--- Tekstfragment ---
Afwijkingen van de baarmoeder kunnen een ongunstig effect hebben op de zwangerschapsuitkomsten. De percentages implantatie, miskraam, bevalling en verdere obstetrische complicaties zijn in verband gebracht met de verschillende anomalieën. Chirurgische correctie om de obstetrische uitkomsten te verbeteren kan worden aangeboden aan vrouwen met bepaalde baarmoederafwijkingen (bijv. septate uterus).

Een recente retrospectieve analyse evalueerde de impact van een arcuate uterus op de uitkomsten van in vitro fertilisatie (IVF) na de transfer van euploïde embryo’s.

IVF Uitkomsten Met Arcuate Uterus

Alle vrouwen die in 2014 IVF en preimplantatie genetische testen op aneuploïdie ondergingen, werden in aanmerking genomen voor deze analyse. In elk geval werd de baarmoederholte geëvalueerd met behulp van 3D-echografie en hysteroscopie. Een arcuate uterus werd geïdentificeerd als een indeuking tussen 0,4 en 1 cm in de baarmoederholte. In alle cycli werden embryo’s gekweekt tot het blastocyststadium, er werd een biopsie uitgevoerd voor een uitgebreide chromosoomscreening, en de embryo’s werden gecryopreserveerd. De ingevroren embryotransfers vonden plaats in een kunstmatige cyclus.

In totaal ondergingen 76 vrouwen met een arcuate uterus 83 transfers, en 354 controlevrouwen met een normale baarmoederholte ondergingen 378 transfers. De demografische basiskenmerken en de respons op stimulatie, evenals het aantal beschikbare blastocysten, waren in beide groepen vergelijkbaar. Bijna 60% van de embryo’s waren euploïd in beide groepen, en gemiddeld werden 1,5 embryo’s teruggeplaatst. Het percentage implantaties (63,7% arcuate vs 65,4% normaal) en levendgeborenen (68,7% vs 68,7%) was in beide groepen gelijk, en er was geen verschil in het percentage miskramen (4,8% vs 4,3%). De auteurs concludeerden dat een arcuate baarmoeder geen invloed heeft op IVF-uitkomsten.

--- Overzicht gegevens ---

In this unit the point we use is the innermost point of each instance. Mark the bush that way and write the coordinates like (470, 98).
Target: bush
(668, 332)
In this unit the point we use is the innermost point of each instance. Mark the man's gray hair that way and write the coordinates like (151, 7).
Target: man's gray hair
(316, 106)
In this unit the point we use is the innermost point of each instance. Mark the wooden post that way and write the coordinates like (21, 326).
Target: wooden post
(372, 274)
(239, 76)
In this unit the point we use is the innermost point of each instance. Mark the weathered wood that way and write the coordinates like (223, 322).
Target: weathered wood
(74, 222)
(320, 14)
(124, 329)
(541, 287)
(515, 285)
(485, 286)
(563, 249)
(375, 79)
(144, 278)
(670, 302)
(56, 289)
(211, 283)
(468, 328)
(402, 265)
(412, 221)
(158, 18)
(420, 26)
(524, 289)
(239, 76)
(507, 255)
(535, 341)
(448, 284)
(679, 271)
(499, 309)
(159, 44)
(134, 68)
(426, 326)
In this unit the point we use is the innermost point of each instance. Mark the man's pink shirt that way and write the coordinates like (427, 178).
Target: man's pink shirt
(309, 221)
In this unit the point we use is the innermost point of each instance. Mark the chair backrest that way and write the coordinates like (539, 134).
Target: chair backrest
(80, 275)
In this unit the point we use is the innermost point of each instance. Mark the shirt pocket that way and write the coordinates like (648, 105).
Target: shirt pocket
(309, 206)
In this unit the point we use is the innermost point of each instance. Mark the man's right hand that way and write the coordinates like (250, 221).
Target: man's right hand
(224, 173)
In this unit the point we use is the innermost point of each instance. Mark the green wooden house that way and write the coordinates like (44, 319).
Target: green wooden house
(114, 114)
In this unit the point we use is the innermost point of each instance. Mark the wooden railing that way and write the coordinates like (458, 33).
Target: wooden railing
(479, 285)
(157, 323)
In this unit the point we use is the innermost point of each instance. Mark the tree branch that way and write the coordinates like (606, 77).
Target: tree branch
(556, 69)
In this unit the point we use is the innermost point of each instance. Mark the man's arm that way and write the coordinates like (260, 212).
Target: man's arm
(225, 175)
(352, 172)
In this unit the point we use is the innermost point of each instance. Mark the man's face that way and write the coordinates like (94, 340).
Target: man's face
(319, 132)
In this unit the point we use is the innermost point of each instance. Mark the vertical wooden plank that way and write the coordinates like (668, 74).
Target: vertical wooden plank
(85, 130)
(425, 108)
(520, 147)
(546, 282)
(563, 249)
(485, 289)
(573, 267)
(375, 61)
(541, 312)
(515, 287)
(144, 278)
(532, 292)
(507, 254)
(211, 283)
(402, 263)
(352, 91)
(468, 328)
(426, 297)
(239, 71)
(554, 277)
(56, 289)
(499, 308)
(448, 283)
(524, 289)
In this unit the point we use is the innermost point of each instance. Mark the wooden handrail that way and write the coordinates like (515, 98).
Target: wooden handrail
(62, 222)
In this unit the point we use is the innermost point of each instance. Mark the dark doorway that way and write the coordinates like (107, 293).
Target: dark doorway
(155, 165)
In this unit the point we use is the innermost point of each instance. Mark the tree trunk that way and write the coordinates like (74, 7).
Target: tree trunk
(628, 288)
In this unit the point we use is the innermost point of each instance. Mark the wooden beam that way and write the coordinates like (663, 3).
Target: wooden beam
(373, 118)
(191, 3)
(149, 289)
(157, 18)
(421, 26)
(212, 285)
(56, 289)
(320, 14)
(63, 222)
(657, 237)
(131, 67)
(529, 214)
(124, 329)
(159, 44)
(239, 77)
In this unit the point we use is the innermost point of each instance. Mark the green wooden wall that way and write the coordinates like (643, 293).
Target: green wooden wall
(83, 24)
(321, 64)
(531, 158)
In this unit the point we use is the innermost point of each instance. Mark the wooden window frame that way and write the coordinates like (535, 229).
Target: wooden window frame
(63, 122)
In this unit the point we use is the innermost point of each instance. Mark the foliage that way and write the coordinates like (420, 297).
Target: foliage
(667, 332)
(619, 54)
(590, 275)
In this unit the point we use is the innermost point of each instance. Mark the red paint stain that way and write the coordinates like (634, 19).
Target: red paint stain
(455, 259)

--- Opdrachten ---
A. Beantwoord de volgende vragen over het tekstfragment over de arcuate uterus. Nummer de antwoorden op dezelfde manier.
(i) Met welke twee technieken werd de baarmoederholte geëvalueerd?
(ii) Hoeveel transfers ondergingen de 76 vrouwen met een arcuate uterus?
(iii) Welk percentage levendgeborenen werd in elk van de twee groepen gemeld?
B. Vat het tekstfragment over de arcuate uterus samen in twee zinnen.
C. Schrijf het tekstfragment over de arcuate uterus verder vanaf de laatste zin.
De gegevens hebben niets te maken met het tekstfragment over de arcuate uterus.

--- Antwoorden per opdracht ---
A.
(i) Met 3D-echografie en hysteroscopie.
(ii) Zij ondergingen 83 transfers.
(iii) In beide groepen was dat 68,7%.

B. Een retrospectieve analyse van vrouwen die in 2014 IVF en preimplantatie genetische testen op aneuploïdie ondergingen, vergeleek na de transfer van euploïde embryo's 76 vrouwen met een arcuate uterus met 354 vrouwen met een normale baarmoederholte. De percentages implantatie en levendgeborenen waren in beide groepen gelijk en het percentage miskramen verschilde niet, waaruit de auteurs concludeerden dat een arcuate baarmoeder geen invloed heeft op IVF-uitkomsten.

C.
Zichtpunt

Significante misvorming van de baarmoederwand of -holte kan een nadelige invloed hebben op implantatie of zwangerschapsuitkomst. Er moet onderscheid worden gemaakt tussen aangeboren en verworven afwijkingen van de baarmoeder (bv. myomen). Aangeboren afwijkingen kunnen bij tot 7% van de vrouwen worden vastgesteld. Baarmoederafwijkingen kunnen van invloed zijn op het aantal innestelingen, miskramen en levendgeborenen en op andere obstetrische resultaten (foetale malpresentatie, abnormale placentatie, vroeggeboorte, intra-uteriene groeibeperking). Uterusanomalieën kunnen worden gediagnosticeerd met behulp van echografie (voornamelijk 3D), sonohysterografie, hysterosalpingografie, MRI en hysteroscopie/laparoscopie. Chirurgische correctie van de afwijkingen mag alleen worden aangeboden als dit de obstetrische uitkomst zal verbeteren.

Er zijn geen uniforme criteria om een arcuate uterus te identificeren. Het is op verschillende manieren gedefinieerd als een indeuking van meer dan 50% van de dikte van de baarmoederwand, of een indeuking tussen 0,4 en 1,5 cm met een hoek van de top > 90°. Bijgevolg zijn er grote spreidingen van de prevalentie van arcuate uterus (3%-38%) gerapporteerd.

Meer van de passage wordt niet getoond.